# What this task involves
State how many lines of the listing below contain the word "knob". Reply with the number alone.

────────────────

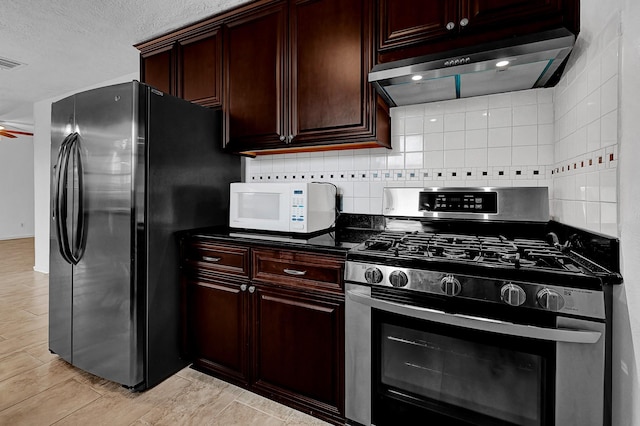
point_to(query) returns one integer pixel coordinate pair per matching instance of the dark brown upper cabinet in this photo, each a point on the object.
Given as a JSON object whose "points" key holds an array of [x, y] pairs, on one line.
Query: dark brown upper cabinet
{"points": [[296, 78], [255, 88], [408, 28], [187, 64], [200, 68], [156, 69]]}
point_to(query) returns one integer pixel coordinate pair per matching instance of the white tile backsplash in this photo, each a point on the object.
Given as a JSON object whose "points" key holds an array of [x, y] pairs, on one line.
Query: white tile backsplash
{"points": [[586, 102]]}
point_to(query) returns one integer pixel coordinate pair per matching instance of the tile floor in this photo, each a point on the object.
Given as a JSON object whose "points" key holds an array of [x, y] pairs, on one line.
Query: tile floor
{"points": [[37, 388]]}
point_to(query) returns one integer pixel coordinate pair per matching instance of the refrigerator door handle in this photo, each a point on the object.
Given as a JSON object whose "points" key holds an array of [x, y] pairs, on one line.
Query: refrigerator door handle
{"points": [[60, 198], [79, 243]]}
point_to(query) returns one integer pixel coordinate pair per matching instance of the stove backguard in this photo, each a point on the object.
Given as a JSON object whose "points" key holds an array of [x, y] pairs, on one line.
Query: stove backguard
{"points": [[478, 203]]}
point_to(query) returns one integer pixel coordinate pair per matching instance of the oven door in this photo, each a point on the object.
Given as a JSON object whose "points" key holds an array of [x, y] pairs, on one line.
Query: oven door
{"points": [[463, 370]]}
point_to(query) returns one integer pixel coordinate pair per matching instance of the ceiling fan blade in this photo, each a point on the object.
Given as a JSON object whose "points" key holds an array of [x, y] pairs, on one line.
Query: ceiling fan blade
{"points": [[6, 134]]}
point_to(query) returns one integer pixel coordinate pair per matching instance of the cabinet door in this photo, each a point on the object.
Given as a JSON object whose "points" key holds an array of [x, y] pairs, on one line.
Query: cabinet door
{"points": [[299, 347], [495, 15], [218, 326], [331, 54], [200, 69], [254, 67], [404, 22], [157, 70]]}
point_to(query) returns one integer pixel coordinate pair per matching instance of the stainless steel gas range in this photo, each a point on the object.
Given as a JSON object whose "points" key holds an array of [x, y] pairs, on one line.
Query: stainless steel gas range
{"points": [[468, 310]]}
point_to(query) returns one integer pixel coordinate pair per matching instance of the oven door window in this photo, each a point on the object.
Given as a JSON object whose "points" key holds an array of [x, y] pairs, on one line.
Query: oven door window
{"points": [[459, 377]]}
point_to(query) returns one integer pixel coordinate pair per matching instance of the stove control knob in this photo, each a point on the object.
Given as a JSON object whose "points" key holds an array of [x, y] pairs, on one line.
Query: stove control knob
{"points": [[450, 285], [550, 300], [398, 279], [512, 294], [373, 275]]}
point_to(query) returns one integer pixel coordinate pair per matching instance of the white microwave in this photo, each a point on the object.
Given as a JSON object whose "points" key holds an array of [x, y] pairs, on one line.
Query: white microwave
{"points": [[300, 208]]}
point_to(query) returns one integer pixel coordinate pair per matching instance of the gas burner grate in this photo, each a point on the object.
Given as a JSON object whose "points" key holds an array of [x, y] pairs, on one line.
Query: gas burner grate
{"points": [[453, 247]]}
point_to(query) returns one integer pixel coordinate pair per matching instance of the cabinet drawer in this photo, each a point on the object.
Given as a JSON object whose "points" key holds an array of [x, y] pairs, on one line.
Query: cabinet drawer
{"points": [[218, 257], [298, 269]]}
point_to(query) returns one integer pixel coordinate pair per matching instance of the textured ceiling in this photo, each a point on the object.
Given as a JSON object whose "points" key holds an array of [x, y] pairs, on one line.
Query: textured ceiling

────────────────

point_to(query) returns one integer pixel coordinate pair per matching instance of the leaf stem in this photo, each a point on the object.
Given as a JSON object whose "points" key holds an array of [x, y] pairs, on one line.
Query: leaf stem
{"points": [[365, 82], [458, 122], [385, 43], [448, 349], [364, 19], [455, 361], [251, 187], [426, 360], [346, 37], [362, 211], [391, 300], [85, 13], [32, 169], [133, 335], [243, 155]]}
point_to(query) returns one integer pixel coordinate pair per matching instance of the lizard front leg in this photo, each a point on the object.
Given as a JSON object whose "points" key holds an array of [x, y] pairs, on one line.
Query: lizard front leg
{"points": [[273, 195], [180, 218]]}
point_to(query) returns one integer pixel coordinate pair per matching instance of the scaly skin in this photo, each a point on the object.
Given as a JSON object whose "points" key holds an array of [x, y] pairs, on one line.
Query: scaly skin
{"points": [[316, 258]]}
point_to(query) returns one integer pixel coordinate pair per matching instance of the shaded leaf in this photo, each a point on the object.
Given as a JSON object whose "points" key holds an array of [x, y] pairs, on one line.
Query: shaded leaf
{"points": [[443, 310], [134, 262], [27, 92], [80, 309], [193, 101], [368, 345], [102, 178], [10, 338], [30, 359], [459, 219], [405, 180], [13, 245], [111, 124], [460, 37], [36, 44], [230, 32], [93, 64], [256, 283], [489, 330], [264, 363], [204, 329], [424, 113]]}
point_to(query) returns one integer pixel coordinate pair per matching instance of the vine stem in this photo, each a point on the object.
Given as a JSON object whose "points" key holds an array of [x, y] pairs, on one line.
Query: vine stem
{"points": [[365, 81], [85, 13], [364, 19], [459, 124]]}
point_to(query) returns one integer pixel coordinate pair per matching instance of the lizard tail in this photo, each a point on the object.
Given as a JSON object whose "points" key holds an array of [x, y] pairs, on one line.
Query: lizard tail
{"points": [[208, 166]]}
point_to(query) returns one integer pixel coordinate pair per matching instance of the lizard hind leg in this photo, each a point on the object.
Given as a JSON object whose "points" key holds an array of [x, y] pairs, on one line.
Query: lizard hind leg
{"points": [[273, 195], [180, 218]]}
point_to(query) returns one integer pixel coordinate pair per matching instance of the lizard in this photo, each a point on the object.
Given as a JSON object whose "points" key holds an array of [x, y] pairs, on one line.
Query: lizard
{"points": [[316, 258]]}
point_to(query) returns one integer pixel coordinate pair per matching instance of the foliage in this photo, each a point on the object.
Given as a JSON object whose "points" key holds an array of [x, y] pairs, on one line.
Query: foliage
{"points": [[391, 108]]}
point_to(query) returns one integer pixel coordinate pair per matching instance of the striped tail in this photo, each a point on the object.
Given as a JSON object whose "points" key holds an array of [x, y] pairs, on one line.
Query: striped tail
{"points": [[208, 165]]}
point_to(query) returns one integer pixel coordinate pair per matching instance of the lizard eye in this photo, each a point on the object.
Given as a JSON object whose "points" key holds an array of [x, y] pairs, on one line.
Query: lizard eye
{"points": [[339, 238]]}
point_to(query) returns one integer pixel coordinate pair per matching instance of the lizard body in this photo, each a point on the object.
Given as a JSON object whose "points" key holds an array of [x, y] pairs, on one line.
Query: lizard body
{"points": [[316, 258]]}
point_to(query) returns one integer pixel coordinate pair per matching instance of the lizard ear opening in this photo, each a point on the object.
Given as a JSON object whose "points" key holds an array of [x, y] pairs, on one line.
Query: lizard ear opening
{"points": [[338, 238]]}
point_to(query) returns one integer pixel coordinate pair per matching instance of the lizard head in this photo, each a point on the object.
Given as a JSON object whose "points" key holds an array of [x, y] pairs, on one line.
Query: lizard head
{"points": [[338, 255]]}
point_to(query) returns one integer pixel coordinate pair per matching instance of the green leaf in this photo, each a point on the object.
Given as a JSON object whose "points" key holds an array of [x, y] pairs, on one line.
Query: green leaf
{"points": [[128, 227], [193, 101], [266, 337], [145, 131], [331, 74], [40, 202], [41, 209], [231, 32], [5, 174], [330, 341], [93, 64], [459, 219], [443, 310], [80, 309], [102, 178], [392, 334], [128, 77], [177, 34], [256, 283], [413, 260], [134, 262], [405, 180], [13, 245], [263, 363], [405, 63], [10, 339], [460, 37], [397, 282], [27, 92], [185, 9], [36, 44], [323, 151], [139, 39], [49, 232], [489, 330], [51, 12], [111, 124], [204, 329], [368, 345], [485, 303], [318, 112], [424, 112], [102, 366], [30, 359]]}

────────────────

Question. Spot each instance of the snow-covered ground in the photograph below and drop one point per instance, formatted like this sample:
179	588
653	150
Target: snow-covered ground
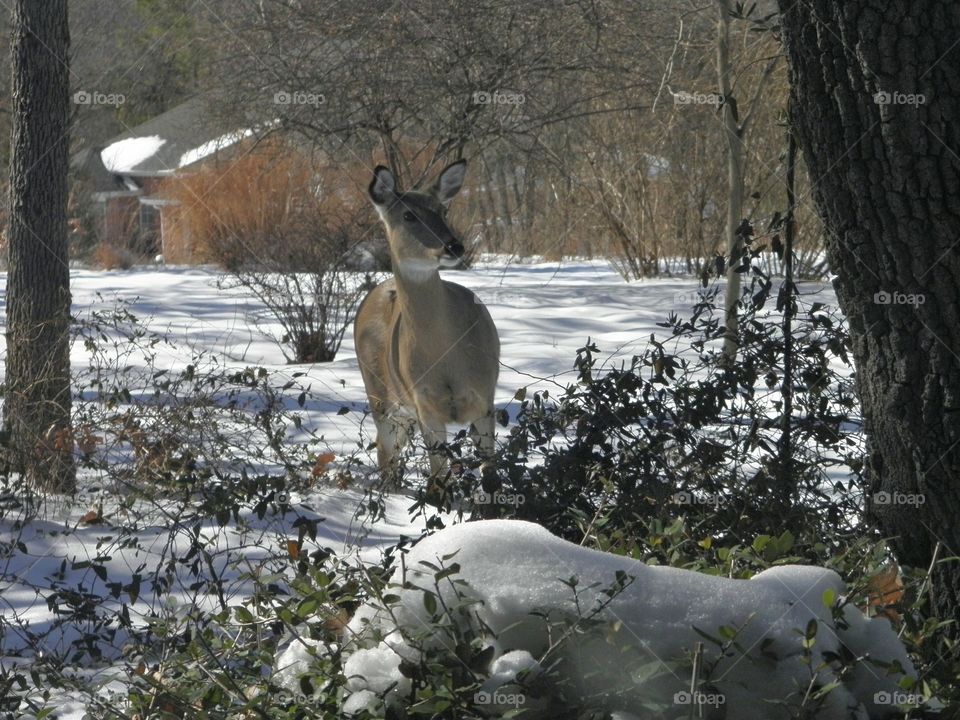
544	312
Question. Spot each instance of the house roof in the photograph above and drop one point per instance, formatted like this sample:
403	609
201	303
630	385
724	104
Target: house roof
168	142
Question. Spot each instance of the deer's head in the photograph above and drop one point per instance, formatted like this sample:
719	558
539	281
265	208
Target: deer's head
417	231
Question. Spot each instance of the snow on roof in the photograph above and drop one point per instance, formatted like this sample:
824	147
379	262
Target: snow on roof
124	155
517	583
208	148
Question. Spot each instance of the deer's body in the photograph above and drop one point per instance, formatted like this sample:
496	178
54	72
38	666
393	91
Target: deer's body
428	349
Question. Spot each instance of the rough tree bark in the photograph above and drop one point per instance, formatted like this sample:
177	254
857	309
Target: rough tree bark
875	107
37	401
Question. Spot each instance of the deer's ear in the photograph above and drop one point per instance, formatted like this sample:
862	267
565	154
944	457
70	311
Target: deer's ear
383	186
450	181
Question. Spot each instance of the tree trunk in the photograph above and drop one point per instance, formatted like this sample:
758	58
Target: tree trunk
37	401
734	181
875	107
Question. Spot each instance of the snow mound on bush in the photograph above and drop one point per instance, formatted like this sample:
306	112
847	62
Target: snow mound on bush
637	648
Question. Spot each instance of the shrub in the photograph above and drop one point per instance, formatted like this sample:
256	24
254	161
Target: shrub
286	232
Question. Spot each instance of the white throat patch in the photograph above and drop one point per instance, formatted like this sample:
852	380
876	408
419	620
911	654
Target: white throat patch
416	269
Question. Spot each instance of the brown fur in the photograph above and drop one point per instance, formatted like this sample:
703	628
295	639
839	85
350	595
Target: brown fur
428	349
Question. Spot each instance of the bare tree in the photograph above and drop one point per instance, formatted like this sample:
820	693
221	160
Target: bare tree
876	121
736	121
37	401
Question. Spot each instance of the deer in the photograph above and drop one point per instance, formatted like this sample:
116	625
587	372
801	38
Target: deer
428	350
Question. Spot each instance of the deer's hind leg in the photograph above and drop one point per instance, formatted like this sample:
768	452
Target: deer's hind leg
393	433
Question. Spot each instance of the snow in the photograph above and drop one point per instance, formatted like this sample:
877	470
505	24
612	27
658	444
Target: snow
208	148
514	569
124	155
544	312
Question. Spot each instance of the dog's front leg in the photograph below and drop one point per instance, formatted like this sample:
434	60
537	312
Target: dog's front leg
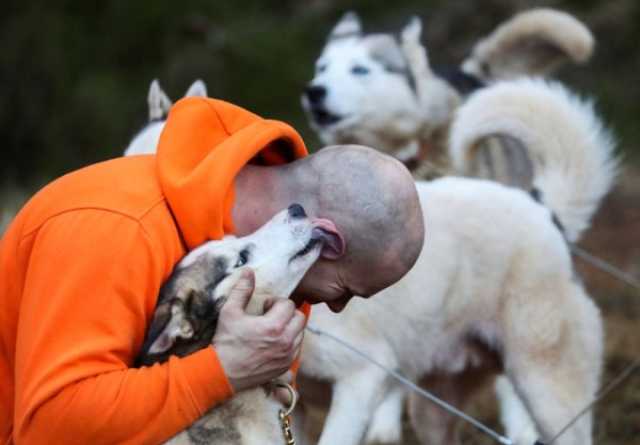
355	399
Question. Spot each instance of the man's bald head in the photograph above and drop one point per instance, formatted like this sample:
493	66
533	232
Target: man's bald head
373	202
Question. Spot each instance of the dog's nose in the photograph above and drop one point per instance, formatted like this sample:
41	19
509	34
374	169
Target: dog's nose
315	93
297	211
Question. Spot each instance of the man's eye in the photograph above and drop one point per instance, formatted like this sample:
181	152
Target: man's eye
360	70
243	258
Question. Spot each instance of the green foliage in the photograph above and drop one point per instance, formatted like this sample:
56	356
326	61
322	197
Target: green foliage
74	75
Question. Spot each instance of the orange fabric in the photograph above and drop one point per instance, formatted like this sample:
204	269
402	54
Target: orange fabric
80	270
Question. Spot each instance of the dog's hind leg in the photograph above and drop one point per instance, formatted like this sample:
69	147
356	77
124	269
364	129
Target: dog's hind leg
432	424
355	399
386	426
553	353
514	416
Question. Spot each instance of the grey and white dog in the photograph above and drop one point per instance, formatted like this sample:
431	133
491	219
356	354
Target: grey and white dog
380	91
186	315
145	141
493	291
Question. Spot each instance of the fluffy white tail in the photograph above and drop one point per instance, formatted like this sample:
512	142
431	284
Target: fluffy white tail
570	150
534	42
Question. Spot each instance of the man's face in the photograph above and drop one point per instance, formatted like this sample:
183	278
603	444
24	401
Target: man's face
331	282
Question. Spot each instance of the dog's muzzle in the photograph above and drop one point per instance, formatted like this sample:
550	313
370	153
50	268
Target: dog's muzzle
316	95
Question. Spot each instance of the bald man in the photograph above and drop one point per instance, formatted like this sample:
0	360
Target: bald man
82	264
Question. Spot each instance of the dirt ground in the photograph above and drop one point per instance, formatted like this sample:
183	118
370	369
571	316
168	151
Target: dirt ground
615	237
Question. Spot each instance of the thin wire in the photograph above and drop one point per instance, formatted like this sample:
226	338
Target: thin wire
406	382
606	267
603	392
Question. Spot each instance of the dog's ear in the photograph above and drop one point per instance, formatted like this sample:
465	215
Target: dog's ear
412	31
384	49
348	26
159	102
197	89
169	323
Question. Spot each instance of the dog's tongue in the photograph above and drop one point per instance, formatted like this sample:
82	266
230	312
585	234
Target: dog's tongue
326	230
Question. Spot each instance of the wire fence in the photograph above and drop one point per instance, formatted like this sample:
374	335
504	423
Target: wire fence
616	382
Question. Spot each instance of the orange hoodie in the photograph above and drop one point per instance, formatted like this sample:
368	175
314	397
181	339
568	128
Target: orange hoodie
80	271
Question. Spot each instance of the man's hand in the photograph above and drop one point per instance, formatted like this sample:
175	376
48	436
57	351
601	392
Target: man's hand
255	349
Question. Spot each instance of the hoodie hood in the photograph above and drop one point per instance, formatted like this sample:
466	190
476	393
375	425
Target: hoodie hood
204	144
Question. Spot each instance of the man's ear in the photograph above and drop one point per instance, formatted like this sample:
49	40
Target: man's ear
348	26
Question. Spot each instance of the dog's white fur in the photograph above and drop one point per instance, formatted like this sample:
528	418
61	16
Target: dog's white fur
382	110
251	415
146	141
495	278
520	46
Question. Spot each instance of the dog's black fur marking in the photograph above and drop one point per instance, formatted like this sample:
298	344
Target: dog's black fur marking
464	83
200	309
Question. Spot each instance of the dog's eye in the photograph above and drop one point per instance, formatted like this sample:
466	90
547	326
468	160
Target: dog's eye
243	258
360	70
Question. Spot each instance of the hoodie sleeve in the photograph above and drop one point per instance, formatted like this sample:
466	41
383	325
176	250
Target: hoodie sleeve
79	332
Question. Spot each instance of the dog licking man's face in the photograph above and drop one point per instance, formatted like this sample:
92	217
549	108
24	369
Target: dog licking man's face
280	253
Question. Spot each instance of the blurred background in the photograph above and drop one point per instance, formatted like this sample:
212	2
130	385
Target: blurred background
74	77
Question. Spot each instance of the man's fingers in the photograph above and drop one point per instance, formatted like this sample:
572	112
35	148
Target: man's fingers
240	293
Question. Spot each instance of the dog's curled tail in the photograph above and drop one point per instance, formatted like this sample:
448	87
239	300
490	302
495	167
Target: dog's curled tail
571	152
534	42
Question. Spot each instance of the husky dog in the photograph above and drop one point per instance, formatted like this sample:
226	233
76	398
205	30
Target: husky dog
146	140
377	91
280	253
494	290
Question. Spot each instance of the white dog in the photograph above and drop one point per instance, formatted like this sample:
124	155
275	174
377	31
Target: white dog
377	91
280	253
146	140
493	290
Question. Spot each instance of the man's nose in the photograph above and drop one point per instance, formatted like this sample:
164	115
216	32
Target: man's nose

────────────────

# The completed task
2